* TEXT SECTION *

= Beginning of Section =

Concert venue in Wales

The Brangwyn Hall (Neuadd y Brangwyn) is a concert venue in Swansea. It is named after the artist Frank Brangwyn, whose British Empire Panels, originally intended for the House of Lords, are displayed there.

==History==
The Brangwyn Hall was designed and built as part of the Swansea Guildhall in 1934 but, before the British Empire Panels could be installed, the ceiling of the hall had to be raised in order to show them off.

The British Empire Panels are sixteen large paintings by Frank Brangwyn which were commissioned in 1924 for the Royal Gallery of the House of Lords, to commemorate the First World War. Brangwyn had worked as an official war artist, and was selected by the sponsor Lord Iveagh, an Irish peer. He chose to create a "decorative painting representing various Dominions and parts of the British Empire", and five finished panels were displayed in 1930. The work was completed in 1932, but, after some sections of the media argued that the panels were too colourful and spirited, the House of Lords declined them. So Swansea Council acquired them instead.

==Organ==
The pipe organ (Organ Neuadd y Brangwyn) has four manuals. It was designed by Henry Willis & Sons, and was originally built in 1921 for the Elite Picture Theatre, Nottingham. It was relocated in October 1934.

= End of Section =

* DATA FOR ANALYSIS *
= Beginning of Section =

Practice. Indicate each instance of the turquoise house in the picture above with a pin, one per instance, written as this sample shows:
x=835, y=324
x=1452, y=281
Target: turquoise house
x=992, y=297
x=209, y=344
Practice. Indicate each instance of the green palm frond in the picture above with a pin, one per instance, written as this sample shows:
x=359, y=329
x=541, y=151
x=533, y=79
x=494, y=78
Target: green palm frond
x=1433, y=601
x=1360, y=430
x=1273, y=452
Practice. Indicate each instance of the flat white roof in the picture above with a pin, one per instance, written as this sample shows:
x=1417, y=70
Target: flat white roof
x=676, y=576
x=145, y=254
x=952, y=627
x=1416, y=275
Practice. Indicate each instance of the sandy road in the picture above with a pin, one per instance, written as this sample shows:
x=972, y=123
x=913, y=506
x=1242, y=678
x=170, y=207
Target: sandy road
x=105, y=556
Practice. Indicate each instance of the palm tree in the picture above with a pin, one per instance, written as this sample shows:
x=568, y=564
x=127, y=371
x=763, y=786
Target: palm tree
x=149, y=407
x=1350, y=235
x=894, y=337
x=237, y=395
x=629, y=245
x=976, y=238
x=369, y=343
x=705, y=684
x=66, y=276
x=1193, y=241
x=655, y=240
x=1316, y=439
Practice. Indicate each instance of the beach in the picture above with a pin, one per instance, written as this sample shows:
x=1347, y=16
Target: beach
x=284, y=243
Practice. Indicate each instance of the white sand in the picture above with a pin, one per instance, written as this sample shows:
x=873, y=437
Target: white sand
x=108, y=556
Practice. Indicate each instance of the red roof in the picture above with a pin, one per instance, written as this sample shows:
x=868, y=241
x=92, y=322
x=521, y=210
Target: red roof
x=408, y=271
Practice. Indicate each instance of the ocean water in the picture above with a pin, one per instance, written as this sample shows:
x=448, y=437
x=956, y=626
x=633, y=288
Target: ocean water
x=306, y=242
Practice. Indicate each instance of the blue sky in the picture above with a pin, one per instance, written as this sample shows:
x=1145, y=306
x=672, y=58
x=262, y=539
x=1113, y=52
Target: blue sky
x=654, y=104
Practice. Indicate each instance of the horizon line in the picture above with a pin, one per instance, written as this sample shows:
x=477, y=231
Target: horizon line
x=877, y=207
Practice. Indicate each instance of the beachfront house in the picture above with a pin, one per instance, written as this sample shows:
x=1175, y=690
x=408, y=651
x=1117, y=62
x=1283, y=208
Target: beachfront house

= End of Section =

* ASSIGNMENT *
Update the Brangwyn Hall text by reproducing everything from "The British Empire Panels are" down to "acquired them instead.", with "sixteen" changed to "16".

* TASK SOLUTION *
The British Empire Panels are 16 large paintings by Frank Brangwyn which were commissioned in 1924 for the Royal Gallery of the House of Lords, to commemorate the First World War. Brangwyn had worked as an official war artist, and was selected by the sponsor Lord Iveagh, an Irish peer. He chose to create a "decorative painting representing various Dominions and parts of the British Empire", and five finished panels were displayed in 1930. The work was completed in 1932, but, after some sections of the media argued that the panels were too colourful and spirited, the House of Lords declined them. So Swansea Council acquired them instead.